-- Start PASSAGE PROVIDED --

# The Great Kilkiven Horse Ride!



## happygoose123 (Jan 19, 2009)

Ok so ever since i found out about the great kilkiven horse ride about 5 years ago i have wanted to participate in it! Now this year it is on on the 18th of april. I was going to go in it with my horse chucky but he had a problem with his feet about 5 months ago and they are taking longer than expected to heal, so i cant go in it with him. I want to go in it with my other horse banjo but im just not sure what i should do. I have never had any intention of taking banjo so its a new thing in my mind haha. Banjo is reliable, safe and i have no doubt that he will have a ball and i know he will be able to do the track easy as (the trail i want to take is 30km long). The only thing thats holding me back is that he is a bit uncomfortable and it goes for 30km!!! And he is known to kick and buck at other horses if they get too close but this shouldnt be a problem if i tie a red ribbon to his tail. Im pretty sure i am going to go for it but i just wanted to see what every one else thought. 
here is the web site so you can all check it out for your self 
Kilkivan Great Horse Ride Home Page 

thanks in advance every one!!!


----------



## happygoose123 (Jan 19, 2009)

Thanks to who voted! Im still unsure though! haha! I think i am going to go but... i dont know. It also depends on whether i find someone to go with as well! I dont want to go by myself! haha! we will see, i will keep you updated! haha!


----------



## Miss Katie (Dec 30, 2007)

You soo should. Ive always wanted to do it, and will once I own a trailer. I only live a couple hrs away and Im guessing your close by too?? I think its worth your doing it because the xperience will be amazing.

What do you mean by Banjo being uncomfortable?? Gait??


----------



## happygoose123 (Jan 19, 2009)

> You soo should. Ive always wanted to do it, and will once I own a trailer. I only live a couple hrs away and Im guessing your close by too?? I think its worth your doing it because the xperience will be amazing.
> 
> What do you mean by Banjo being uncomfortable?? Gait??


Yea im pretty sure im going to go. It will be so much fun! and an amazing experience! I olny live a few hours away! where abouts are you? Im in Blackbutt.
Banjo is just really bouncy. ive always said he is a cross between an elephant and a kangaroo! haha!!! Hes not too bad though, i just wanted to go on my other horse chucky who is really comfortable and smooth. but oh well, it will still be really fun on banjo!


----------



## Miss Katie (Dec 30, 2007)

o sweet. Im just an hr south of you. Crows Nest.


----------



## happygoose123 (Jan 19, 2009)

really! haha!!! cool!!!! we should get together to ride some day! haha!!! thats awesome!!!


----------



## Miss Katie (Dec 30, 2007)

Lol yeah cept I have no trailer. I cant travel.


----------



## happygoose123 (Jan 19, 2009)

oh what a bummer. and our trailer is broken! the ramp wont shut, wood got wet and swelled (old float). so until we got that fixed i cant go any where either! If its not fixed by the great kilkevin ride i am going to use a friends trailer.


----------



## Miss Katie (Dec 30, 2007)

lol too bad. There are a ton of awesome trails down here too.


----------



## happygoose123 (Jan 19, 2009)

-- End PASSAGE PROVIDED --
-- Start EXTRACTED MATERIAL --

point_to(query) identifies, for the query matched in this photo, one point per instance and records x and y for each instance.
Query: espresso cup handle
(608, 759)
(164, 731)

-- End EXTRACTED MATERIAL --
-- Start EXTRACTED MATERIAL --

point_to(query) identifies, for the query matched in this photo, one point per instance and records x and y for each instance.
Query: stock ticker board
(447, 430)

-- End EXTRACTED MATERIAL --

> PROBLEM SET:
• A. According to the horse ride thread, how long is the trail happygoose123 wants to take?
• B. Using the horse ride thread, explain why happygoose123 cannot enter the ride with Chucky.
• C. Duplicate the part of the horse ride thread that begins at the words "oh what a bummer." and stops after "down here too.".

> SOLVED PROBLEMS:
• A. 30 km.

• B. Chucky had a problem with his feet about five months ago. They are taking longer than expected to heal, so happygoose123 can't take him on the ride.

• C.
oh what a bummer. and our trailer is broken! the ramp wont shut, wood got wet and swelled (old float). so until we got that fixed i cant go any where either! If its not fixed by the great kilkevin ride i am going to use a friends trailer.


----------



## Miss Katie (Dec 30, 2007)

lol too bad. There are a ton of awesome trails down here too.